[Materials provided Boundary: Start]
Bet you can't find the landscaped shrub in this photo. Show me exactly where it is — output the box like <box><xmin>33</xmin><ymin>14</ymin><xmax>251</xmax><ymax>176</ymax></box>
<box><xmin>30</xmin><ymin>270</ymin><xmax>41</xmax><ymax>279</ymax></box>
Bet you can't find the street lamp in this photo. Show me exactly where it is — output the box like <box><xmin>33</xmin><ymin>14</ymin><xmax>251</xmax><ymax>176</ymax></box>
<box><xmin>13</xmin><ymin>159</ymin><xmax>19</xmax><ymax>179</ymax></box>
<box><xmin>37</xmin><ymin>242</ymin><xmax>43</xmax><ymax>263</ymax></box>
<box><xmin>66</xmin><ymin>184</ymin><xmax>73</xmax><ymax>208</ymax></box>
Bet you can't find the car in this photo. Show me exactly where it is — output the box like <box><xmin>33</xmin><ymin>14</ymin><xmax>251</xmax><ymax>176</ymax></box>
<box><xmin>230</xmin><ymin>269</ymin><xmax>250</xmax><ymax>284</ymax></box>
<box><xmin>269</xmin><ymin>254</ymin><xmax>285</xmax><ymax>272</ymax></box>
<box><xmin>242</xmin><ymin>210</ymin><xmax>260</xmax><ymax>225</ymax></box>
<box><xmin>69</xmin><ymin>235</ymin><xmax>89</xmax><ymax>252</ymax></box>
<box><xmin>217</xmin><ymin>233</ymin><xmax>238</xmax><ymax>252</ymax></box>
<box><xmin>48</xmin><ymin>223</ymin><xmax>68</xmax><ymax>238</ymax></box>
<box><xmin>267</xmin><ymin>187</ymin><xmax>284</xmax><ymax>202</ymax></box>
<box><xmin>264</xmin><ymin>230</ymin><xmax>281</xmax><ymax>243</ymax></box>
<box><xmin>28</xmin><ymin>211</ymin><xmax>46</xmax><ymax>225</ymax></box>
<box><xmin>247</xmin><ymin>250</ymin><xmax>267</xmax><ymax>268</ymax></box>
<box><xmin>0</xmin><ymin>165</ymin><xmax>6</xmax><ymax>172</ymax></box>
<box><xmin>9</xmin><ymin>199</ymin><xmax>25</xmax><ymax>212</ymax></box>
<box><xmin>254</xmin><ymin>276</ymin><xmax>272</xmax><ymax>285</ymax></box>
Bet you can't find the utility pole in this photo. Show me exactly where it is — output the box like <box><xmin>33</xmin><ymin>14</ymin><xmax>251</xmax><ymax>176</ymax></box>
[Materials provided Boundary: End]
• Problem to solve: Give the entries again exactly as they stand.

• Your solution:
Bet you can't find the landscaped shrub in this photo. Show me exactly where it is — output the box like <box><xmin>33</xmin><ymin>14</ymin><xmax>251</xmax><ymax>176</ymax></box>
<box><xmin>30</xmin><ymin>270</ymin><xmax>41</xmax><ymax>279</ymax></box>
Bet you can't find the street lamp in this photo. Show me exactly where it is — output the box like <box><xmin>33</xmin><ymin>14</ymin><xmax>251</xmax><ymax>176</ymax></box>
<box><xmin>13</xmin><ymin>159</ymin><xmax>19</xmax><ymax>179</ymax></box>
<box><xmin>37</xmin><ymin>242</ymin><xmax>43</xmax><ymax>263</ymax></box>
<box><xmin>66</xmin><ymin>184</ymin><xmax>73</xmax><ymax>208</ymax></box>
Bet you can't find the car in this photo. Show me exactly where it is — output the box like <box><xmin>33</xmin><ymin>14</ymin><xmax>251</xmax><ymax>176</ymax></box>
<box><xmin>230</xmin><ymin>269</ymin><xmax>250</xmax><ymax>284</ymax></box>
<box><xmin>269</xmin><ymin>254</ymin><xmax>285</xmax><ymax>272</ymax></box>
<box><xmin>242</xmin><ymin>210</ymin><xmax>260</xmax><ymax>225</ymax></box>
<box><xmin>69</xmin><ymin>235</ymin><xmax>89</xmax><ymax>252</ymax></box>
<box><xmin>217</xmin><ymin>233</ymin><xmax>238</xmax><ymax>252</ymax></box>
<box><xmin>48</xmin><ymin>223</ymin><xmax>68</xmax><ymax>238</ymax></box>
<box><xmin>267</xmin><ymin>187</ymin><xmax>284</xmax><ymax>202</ymax></box>
<box><xmin>264</xmin><ymin>230</ymin><xmax>281</xmax><ymax>243</ymax></box>
<box><xmin>28</xmin><ymin>211</ymin><xmax>46</xmax><ymax>225</ymax></box>
<box><xmin>247</xmin><ymin>250</ymin><xmax>267</xmax><ymax>268</ymax></box>
<box><xmin>0</xmin><ymin>165</ymin><xmax>6</xmax><ymax>172</ymax></box>
<box><xmin>9</xmin><ymin>199</ymin><xmax>25</xmax><ymax>212</ymax></box>
<box><xmin>254</xmin><ymin>276</ymin><xmax>272</xmax><ymax>285</ymax></box>
Bet you can't find the utility pole in this photo. Show me exactly where it is — output the box like <box><xmin>33</xmin><ymin>14</ymin><xmax>251</xmax><ymax>176</ymax></box>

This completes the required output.